- _Excerpts from segmentation records_:
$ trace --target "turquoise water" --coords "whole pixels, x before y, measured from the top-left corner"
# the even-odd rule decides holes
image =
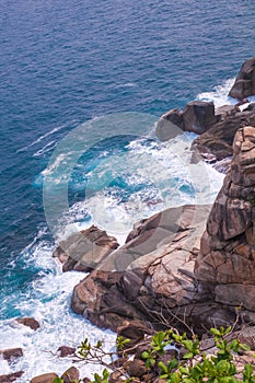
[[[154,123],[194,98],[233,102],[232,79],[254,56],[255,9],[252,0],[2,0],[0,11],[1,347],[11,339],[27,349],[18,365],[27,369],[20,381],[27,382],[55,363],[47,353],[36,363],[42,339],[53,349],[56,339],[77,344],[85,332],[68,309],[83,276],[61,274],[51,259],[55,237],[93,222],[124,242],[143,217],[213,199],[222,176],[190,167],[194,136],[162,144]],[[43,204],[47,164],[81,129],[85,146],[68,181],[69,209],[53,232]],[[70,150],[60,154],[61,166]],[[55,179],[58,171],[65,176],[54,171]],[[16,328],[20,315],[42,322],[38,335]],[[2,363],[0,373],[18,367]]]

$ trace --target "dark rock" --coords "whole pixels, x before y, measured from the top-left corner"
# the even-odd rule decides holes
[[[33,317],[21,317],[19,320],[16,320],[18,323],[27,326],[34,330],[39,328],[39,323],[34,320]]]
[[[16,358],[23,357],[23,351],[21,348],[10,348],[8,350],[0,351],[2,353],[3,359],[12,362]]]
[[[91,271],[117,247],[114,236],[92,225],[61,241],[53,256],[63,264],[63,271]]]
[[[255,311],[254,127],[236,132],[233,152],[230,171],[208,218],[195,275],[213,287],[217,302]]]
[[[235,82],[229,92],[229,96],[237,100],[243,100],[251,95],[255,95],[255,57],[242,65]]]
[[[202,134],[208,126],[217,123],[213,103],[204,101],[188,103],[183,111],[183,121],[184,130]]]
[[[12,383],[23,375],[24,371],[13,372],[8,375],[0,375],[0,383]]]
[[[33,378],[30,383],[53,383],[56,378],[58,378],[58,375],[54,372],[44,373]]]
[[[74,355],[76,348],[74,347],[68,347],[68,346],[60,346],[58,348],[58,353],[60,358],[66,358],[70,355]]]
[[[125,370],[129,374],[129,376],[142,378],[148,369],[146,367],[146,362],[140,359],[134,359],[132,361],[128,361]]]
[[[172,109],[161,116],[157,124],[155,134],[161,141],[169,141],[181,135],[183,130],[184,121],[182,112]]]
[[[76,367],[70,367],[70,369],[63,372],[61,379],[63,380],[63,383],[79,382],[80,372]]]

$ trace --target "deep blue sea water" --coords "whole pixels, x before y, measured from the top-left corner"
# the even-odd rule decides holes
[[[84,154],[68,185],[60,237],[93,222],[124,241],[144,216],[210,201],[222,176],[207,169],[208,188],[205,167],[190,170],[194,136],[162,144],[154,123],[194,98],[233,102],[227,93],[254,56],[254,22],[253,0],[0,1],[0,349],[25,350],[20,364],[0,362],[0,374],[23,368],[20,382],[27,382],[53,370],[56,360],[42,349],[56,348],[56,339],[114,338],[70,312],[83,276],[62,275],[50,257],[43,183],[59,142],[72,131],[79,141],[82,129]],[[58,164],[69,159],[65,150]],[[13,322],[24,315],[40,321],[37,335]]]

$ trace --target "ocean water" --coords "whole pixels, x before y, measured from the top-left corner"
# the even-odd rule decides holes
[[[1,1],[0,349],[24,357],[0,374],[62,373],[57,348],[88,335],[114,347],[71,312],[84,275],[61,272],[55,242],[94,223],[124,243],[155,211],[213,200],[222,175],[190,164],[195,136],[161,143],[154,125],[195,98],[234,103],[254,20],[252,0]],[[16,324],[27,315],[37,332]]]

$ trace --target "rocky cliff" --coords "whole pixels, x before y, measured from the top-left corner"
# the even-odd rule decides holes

==

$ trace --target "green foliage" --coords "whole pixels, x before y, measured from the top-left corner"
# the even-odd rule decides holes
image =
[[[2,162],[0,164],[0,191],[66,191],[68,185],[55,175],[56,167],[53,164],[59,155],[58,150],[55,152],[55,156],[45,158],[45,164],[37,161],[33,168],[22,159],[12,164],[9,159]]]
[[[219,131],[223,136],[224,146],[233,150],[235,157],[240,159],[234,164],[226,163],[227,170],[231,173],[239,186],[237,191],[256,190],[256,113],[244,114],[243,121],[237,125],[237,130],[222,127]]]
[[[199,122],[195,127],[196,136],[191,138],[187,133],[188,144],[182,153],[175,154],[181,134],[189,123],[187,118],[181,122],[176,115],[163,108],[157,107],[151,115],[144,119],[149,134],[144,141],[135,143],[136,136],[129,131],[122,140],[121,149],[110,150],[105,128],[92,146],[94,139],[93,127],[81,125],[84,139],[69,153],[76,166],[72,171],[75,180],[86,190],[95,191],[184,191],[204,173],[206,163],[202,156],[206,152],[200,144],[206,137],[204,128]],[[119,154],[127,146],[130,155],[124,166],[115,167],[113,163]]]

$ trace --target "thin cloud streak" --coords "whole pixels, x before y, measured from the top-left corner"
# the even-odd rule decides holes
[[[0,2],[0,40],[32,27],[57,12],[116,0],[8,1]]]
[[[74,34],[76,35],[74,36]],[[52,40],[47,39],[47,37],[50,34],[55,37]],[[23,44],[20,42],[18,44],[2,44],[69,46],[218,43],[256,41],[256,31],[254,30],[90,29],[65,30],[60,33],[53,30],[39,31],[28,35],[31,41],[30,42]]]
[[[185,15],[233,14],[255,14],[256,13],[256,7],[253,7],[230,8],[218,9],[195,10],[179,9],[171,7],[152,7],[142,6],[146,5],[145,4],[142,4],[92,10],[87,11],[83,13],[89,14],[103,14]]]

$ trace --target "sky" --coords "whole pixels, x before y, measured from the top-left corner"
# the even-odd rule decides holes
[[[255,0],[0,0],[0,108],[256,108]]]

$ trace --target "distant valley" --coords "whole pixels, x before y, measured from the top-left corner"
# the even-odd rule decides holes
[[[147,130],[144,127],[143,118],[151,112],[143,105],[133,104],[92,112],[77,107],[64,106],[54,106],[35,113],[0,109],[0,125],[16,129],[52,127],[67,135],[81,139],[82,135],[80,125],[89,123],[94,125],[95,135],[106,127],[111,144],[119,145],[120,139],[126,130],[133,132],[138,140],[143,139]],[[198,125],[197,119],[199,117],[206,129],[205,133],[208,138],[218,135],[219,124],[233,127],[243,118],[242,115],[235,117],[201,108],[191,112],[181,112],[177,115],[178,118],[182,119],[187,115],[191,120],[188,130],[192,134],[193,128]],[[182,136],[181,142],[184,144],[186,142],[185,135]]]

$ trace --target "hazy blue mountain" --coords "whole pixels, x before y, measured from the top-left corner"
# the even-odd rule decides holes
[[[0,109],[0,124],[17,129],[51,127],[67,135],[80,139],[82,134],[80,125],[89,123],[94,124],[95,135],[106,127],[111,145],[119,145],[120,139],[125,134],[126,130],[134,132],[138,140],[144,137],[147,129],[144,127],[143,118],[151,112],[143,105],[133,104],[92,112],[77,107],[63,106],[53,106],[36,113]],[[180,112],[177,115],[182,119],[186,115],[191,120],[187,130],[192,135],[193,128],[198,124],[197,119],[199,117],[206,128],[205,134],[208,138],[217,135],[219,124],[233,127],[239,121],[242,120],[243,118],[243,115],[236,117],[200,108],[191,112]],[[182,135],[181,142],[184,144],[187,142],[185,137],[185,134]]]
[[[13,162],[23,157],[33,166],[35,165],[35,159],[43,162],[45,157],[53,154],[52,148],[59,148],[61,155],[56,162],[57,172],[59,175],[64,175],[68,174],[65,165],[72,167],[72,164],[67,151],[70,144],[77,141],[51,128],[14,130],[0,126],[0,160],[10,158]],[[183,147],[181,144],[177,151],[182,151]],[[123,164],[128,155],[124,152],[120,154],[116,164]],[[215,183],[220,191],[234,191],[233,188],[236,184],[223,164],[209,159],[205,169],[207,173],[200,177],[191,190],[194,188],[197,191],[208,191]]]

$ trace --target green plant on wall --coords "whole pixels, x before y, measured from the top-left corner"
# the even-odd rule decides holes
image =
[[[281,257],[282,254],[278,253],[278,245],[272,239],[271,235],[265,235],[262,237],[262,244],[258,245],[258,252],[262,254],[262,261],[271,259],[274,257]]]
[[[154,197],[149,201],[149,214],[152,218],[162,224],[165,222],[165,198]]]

- _WHAT THE EXERCISE ASKS_:
How many lines of the material above contain the string "water", with case counting? Give only the number.

- _TASK RESPONSE_:
3